◆ THE PROBLEM ◆
Copy the data exactly as it appears, and do not include any pictures.
(Beginning of MATERIAL PROVIDED)
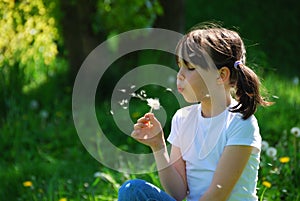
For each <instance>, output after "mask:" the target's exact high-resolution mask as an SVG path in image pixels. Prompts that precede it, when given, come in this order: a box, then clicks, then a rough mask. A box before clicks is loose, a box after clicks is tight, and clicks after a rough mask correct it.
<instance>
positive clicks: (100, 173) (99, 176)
mask: <svg viewBox="0 0 300 201" xmlns="http://www.w3.org/2000/svg"><path fill="white" fill-rule="evenodd" d="M101 176H102V173H101V172H95V173H94V177H95V178H97V177H101Z"/></svg>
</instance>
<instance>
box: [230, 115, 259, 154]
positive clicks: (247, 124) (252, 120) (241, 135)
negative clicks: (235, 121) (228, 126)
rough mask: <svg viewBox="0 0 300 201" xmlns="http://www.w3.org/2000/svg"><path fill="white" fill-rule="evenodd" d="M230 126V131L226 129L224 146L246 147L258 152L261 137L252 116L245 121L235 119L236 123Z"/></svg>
mask: <svg viewBox="0 0 300 201" xmlns="http://www.w3.org/2000/svg"><path fill="white" fill-rule="evenodd" d="M232 125H233V126H232V127H231V129H228V133H227V137H228V140H227V143H226V146H229V145H247V146H252V147H255V148H257V149H258V150H260V149H261V136H260V133H259V127H258V123H257V120H256V118H255V117H254V116H251V117H249V118H248V119H247V120H242V119H236V122H234V123H233V124H232Z"/></svg>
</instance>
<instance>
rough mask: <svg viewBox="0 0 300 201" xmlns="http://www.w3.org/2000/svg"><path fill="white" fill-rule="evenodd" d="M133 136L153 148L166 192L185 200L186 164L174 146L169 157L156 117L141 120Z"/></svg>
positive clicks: (161, 132)
mask: <svg viewBox="0 0 300 201" xmlns="http://www.w3.org/2000/svg"><path fill="white" fill-rule="evenodd" d="M131 136H132V137H133V138H135V139H136V140H137V141H139V142H141V143H143V144H145V145H148V146H150V147H151V149H152V151H153V154H154V157H155V161H156V166H157V169H158V173H159V178H160V181H161V184H162V186H163V187H164V189H165V191H166V192H167V193H169V194H170V195H171V196H172V197H174V198H175V199H176V200H178V201H181V200H183V199H184V198H185V197H186V194H187V184H186V174H185V163H184V161H183V159H182V157H181V152H180V149H179V148H178V147H175V146H172V148H171V154H170V156H169V154H168V150H167V146H166V143H165V140H164V134H163V131H162V128H161V125H160V123H159V122H158V120H157V119H156V118H155V117H154V115H153V114H152V113H148V114H146V115H145V116H144V117H142V118H140V119H139V120H138V121H137V123H136V124H135V125H134V131H133V132H132V134H131Z"/></svg>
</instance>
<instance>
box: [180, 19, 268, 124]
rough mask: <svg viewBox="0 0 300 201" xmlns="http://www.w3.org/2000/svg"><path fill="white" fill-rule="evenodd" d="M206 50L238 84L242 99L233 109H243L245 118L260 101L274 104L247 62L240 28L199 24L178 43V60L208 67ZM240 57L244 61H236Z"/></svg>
mask: <svg viewBox="0 0 300 201" xmlns="http://www.w3.org/2000/svg"><path fill="white" fill-rule="evenodd" d="M203 51H204V52H206V53H207V54H208V55H209V56H210V58H211V59H212V61H213V62H214V64H215V66H216V67H217V68H218V69H220V68H222V67H228V68H229V70H230V83H231V84H232V86H233V87H234V88H235V97H236V98H237V101H238V104H237V105H236V106H233V107H232V108H231V109H230V110H231V111H232V112H240V113H241V114H242V115H243V119H247V118H249V117H250V116H251V115H252V114H254V113H255V111H256V109H257V106H258V105H262V106H268V105H270V104H271V103H270V102H267V101H265V100H264V99H263V97H262V96H261V95H260V91H259V87H260V80H259V78H258V76H257V75H256V74H255V72H254V71H253V70H251V69H250V68H248V67H247V66H246V65H245V61H246V50H245V46H244V43H243V41H242V39H241V37H240V36H239V34H238V33H237V32H235V31H233V30H229V29H225V28H222V27H219V26H217V25H215V26H214V25H213V26H212V25H209V26H207V25H204V26H202V27H201V28H199V27H198V28H197V29H194V30H192V31H190V32H189V33H188V34H186V35H185V36H184V37H183V38H182V39H181V41H180V42H179V43H178V45H177V48H176V52H177V55H176V60H177V62H178V60H179V59H183V61H184V63H185V64H188V63H192V64H195V65H199V66H201V67H205V65H203V62H205V61H203V60H205V57H204V56H203ZM178 53H180V55H178ZM203 58H204V59H203ZM236 61H240V62H238V63H236V64H235V62H236Z"/></svg>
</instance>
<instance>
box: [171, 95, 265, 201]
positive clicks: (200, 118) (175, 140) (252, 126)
mask: <svg viewBox="0 0 300 201" xmlns="http://www.w3.org/2000/svg"><path fill="white" fill-rule="evenodd" d="M232 104H236V102H235V101H234V103H232ZM232 106H233V105H231V106H230V107H232ZM168 141H169V142H170V143H171V144H172V145H174V146H177V147H179V148H180V149H181V153H182V157H183V160H185V161H186V174H187V182H188V188H189V193H188V196H187V200H188V201H198V200H199V199H200V197H201V196H202V195H203V194H204V193H205V191H206V190H207V189H208V187H209V185H210V183H211V181H212V179H213V175H214V172H215V170H216V167H217V164H218V161H219V159H220V157H221V154H222V152H223V150H224V148H225V146H228V145H248V146H252V147H253V151H252V154H251V156H250V159H249V161H248V163H247V165H246V168H245V169H244V172H243V173H242V175H241V177H240V179H239V180H238V182H237V184H236V185H235V187H234V189H233V191H232V193H231V195H230V197H229V199H228V200H230V201H241V200H243V201H257V200H258V198H257V196H256V183H257V178H258V177H257V175H258V168H259V161H260V160H259V159H260V148H261V136H260V134H259V127H258V124H257V120H256V118H255V117H254V116H253V115H252V116H251V117H249V118H248V119H247V120H243V119H242V115H241V114H240V113H233V112H230V111H229V110H228V109H227V110H225V111H224V112H222V113H221V114H219V115H218V116H216V117H212V118H203V117H202V115H201V104H195V105H191V106H187V107H184V108H182V109H179V110H178V111H177V112H176V114H175V115H174V117H173V119H172V127H171V133H170V136H169V137H168ZM224 174H226V172H224Z"/></svg>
(End of MATERIAL PROVIDED)
◆ SOLUTION TO THIS PROBLEM ◆
For each <instance>, output after "mask:" the target's exact high-resolution mask as an SVG path in image pixels. Prompts that precede it, when given, come in this order: a box, then clicks, then a rough mask. A box before clicks is loose, a box after clicks is tight, and clicks after a rough mask correct it.
<instance>
positive clicks: (100, 173) (99, 176)
mask: <svg viewBox="0 0 300 201" xmlns="http://www.w3.org/2000/svg"><path fill="white" fill-rule="evenodd" d="M101 176H102V173H101V172H95V173H94V177H95V178H97V177H101Z"/></svg>
</instance>
<instance>
box: [230, 115, 259, 154]
positive clicks: (247, 124) (252, 120) (241, 135)
negative clicks: (235, 121) (228, 126)
rough mask: <svg viewBox="0 0 300 201" xmlns="http://www.w3.org/2000/svg"><path fill="white" fill-rule="evenodd" d="M230 126V131L226 129L224 146L246 147L258 152L261 137L252 116L245 121L235 119L236 123Z"/></svg>
mask: <svg viewBox="0 0 300 201" xmlns="http://www.w3.org/2000/svg"><path fill="white" fill-rule="evenodd" d="M232 125H233V126H232V127H231V129H228V133H227V137H228V140H227V143H226V146H229V145H247V146H252V147H255V148H257V149H258V150H260V149H261V136H260V133H259V127H258V123H257V120H256V118H255V117H254V116H251V117H249V118H248V119H247V120H242V119H236V122H234V123H233V124H232Z"/></svg>
</instance>
<instance>
rough mask: <svg viewBox="0 0 300 201" xmlns="http://www.w3.org/2000/svg"><path fill="white" fill-rule="evenodd" d="M133 136L153 148L166 192L185 200L186 164L174 146L169 157L156 117L141 120Z"/></svg>
positive clicks: (161, 132)
mask: <svg viewBox="0 0 300 201" xmlns="http://www.w3.org/2000/svg"><path fill="white" fill-rule="evenodd" d="M131 136H132V137H133V138H135V139H136V140H137V141H139V142H141V143H143V144H145V145H148V146H150V147H151V149H152V151H153V154H154V157H155V161H156V166H157V169H158V173H159V178H160V181H161V184H162V186H163V187H164V189H165V191H166V192H167V193H169V194H170V195H171V196H172V197H174V198H175V199H176V200H178V201H181V200H183V199H184V198H185V197H186V194H187V184H186V174H185V163H184V161H183V159H182V157H181V152H180V149H179V148H178V147H175V146H172V148H171V154H170V156H169V154H168V150H167V146H166V143H165V140H164V134H163V131H162V128H161V125H160V123H159V122H158V120H157V119H156V118H155V117H154V115H153V114H152V113H148V114H146V115H145V116H144V117H142V118H140V119H139V120H138V121H137V123H136V124H135V125H134V131H133V132H132V134H131Z"/></svg>
</instance>
<instance>
box: [180, 19, 268, 124]
rough mask: <svg viewBox="0 0 300 201" xmlns="http://www.w3.org/2000/svg"><path fill="white" fill-rule="evenodd" d="M206 50L238 84L242 99L233 109H243L245 118L260 101L274 104L247 62L240 28L199 24L178 43V60L208 67ZM240 57L244 61H236Z"/></svg>
mask: <svg viewBox="0 0 300 201" xmlns="http://www.w3.org/2000/svg"><path fill="white" fill-rule="evenodd" d="M203 51H204V52H206V53H207V54H208V55H209V56H210V58H211V59H212V61H213V62H214V64H215V66H216V67H217V68H218V69H220V68H222V67H228V68H229V70H230V83H231V84H232V86H233V87H234V88H235V97H236V98H237V101H238V104H237V105H236V106H233V107H232V108H231V109H230V110H231V111H232V112H240V113H241V114H242V115H243V119H247V118H249V117H250V116H251V115H252V114H254V113H255V111H256V109H257V106H258V105H262V106H268V105H270V104H271V103H270V102H267V101H265V100H264V99H263V97H262V96H261V95H260V91H259V87H260V80H259V78H258V76H257V75H256V74H255V72H254V71H253V70H251V69H250V68H248V67H247V66H246V65H245V61H246V50H245V46H244V43H243V41H242V39H241V37H240V36H239V34H238V33H237V32H235V31H233V30H229V29H225V28H222V27H219V26H217V25H215V26H214V25H213V26H212V25H209V26H207V25H204V26H202V27H201V28H199V27H198V28H197V29H194V30H192V31H190V32H189V33H188V34H186V35H185V36H184V37H183V38H182V39H181V41H180V42H179V43H178V45H177V48H176V52H177V55H176V60H177V62H178V60H179V59H183V61H184V63H185V64H188V63H192V64H195V65H199V66H201V67H205V65H203V62H205V61H203V60H205V57H204V56H203ZM178 53H180V55H178ZM203 58H204V59H203ZM236 61H240V62H238V63H236V64H235V62H236Z"/></svg>
</instance>
<instance>
box: [171, 95, 265, 201]
positive clicks: (200, 118) (175, 140) (252, 126)
mask: <svg viewBox="0 0 300 201" xmlns="http://www.w3.org/2000/svg"><path fill="white" fill-rule="evenodd" d="M232 104H236V102H235V101H234V103H232ZM232 106H233V105H231V106H230V107H232ZM168 141H169V142H170V143H171V144H172V145H174V146H177V147H179V148H180V149H181V153H182V157H183V160H185V161H186V174H187V182H188V188H189V193H188V196H187V200H188V201H198V200H199V199H200V197H201V196H202V195H203V194H204V193H205V191H206V190H207V189H208V187H209V185H210V183H211V181H212V179H213V175H214V172H215V170H216V167H217V164H218V161H219V159H220V157H221V154H222V152H223V150H224V148H225V146H228V145H248V146H252V147H253V151H252V154H251V156H250V159H249V161H248V163H247V165H246V168H245V169H244V172H243V173H242V175H241V177H240V179H239V180H238V182H237V184H236V185H235V187H234V189H233V191H232V193H231V195H230V197H229V199H228V200H230V201H241V200H243V201H257V200H258V198H257V196H256V183H257V178H258V177H257V175H258V168H259V161H260V160H259V159H260V148H261V136H260V134H259V127H258V124H257V120H256V118H255V117H254V116H253V115H252V116H251V117H249V118H248V119H247V120H243V119H242V115H241V114H240V113H233V112H230V111H229V110H228V109H227V110H225V111H224V112H222V113H221V114H219V115H218V116H216V117H212V118H203V117H202V115H201V104H195V105H191V106H187V107H184V108H182V109H179V110H178V111H177V112H176V114H175V115H174V117H173V119H172V127H171V133H170V136H169V137H168ZM224 174H226V172H224Z"/></svg>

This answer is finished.